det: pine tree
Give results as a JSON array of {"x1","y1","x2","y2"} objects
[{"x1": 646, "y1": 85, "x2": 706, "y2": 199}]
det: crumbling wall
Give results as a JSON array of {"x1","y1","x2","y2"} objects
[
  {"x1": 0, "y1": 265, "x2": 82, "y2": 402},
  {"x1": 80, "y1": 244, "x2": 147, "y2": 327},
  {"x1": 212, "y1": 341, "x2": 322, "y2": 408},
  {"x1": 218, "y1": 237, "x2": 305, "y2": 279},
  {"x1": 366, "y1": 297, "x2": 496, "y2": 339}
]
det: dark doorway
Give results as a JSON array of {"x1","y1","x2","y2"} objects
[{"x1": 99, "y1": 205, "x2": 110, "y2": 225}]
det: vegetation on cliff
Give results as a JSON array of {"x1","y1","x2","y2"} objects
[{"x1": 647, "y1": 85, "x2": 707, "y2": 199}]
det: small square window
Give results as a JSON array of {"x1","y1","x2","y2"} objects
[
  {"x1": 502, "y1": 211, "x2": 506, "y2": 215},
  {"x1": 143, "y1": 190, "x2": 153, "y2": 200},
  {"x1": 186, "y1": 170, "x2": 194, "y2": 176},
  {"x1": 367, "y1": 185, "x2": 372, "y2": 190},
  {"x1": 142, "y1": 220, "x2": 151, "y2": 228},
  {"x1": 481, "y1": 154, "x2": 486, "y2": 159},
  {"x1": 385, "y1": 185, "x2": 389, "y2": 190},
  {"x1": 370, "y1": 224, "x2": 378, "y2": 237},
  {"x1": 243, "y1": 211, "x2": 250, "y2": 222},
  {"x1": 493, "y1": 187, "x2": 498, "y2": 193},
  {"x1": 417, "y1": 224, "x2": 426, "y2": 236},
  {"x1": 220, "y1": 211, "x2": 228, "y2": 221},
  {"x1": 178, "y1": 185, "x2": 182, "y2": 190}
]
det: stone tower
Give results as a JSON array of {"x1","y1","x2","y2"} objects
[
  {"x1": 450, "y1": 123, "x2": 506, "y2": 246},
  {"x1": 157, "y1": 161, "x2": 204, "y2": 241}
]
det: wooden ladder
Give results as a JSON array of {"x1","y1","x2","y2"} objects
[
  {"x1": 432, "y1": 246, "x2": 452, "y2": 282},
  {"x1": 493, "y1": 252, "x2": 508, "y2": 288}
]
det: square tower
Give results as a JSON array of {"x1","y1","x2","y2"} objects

☆ ☆ ☆ ☆

**Problem details:**
The complete listing is needed again, with each line reproduced exactly.

**Written reply:**
det: pine tree
Give results as a JSON array of {"x1","y1","x2","y2"} objects
[{"x1": 646, "y1": 85, "x2": 706, "y2": 199}]
det: crumbling wall
Give results as a JSON array of {"x1","y1","x2","y2"} objects
[
  {"x1": 0, "y1": 265, "x2": 82, "y2": 402},
  {"x1": 80, "y1": 244, "x2": 147, "y2": 327},
  {"x1": 212, "y1": 341, "x2": 322, "y2": 408},
  {"x1": 218, "y1": 237, "x2": 305, "y2": 279},
  {"x1": 366, "y1": 297, "x2": 496, "y2": 339}
]
det: dark doorway
Give results as a JSON array of {"x1","y1","x2","y2"} objects
[{"x1": 99, "y1": 205, "x2": 110, "y2": 225}]
det: vegetation on cliff
Give results as a JSON array of {"x1","y1","x2","y2"} objects
[{"x1": 647, "y1": 85, "x2": 707, "y2": 199}]
det: small square window
Give results as a JSON array of {"x1","y1","x2","y2"} objects
[
  {"x1": 502, "y1": 211, "x2": 506, "y2": 215},
  {"x1": 143, "y1": 190, "x2": 153, "y2": 200},
  {"x1": 186, "y1": 170, "x2": 194, "y2": 176},
  {"x1": 367, "y1": 185, "x2": 372, "y2": 190},
  {"x1": 142, "y1": 220, "x2": 151, "y2": 228},
  {"x1": 481, "y1": 154, "x2": 486, "y2": 159},
  {"x1": 385, "y1": 185, "x2": 389, "y2": 190},
  {"x1": 370, "y1": 224, "x2": 378, "y2": 237},
  {"x1": 243, "y1": 211, "x2": 250, "y2": 222},
  {"x1": 493, "y1": 187, "x2": 498, "y2": 193},
  {"x1": 417, "y1": 224, "x2": 426, "y2": 236},
  {"x1": 220, "y1": 211, "x2": 228, "y2": 221},
  {"x1": 178, "y1": 185, "x2": 182, "y2": 190}
]
det: stone tower
Give results as a JSON array of {"x1","y1","x2","y2"} objects
[
  {"x1": 450, "y1": 123, "x2": 506, "y2": 246},
  {"x1": 157, "y1": 161, "x2": 204, "y2": 241}
]
det: wooden ladder
Give results as a JSON array of {"x1","y1","x2","y2"} objects
[
  {"x1": 432, "y1": 246, "x2": 452, "y2": 282},
  {"x1": 493, "y1": 252, "x2": 508, "y2": 288}
]
det: square tower
Give results as a JSON array of {"x1","y1","x2","y2"} objects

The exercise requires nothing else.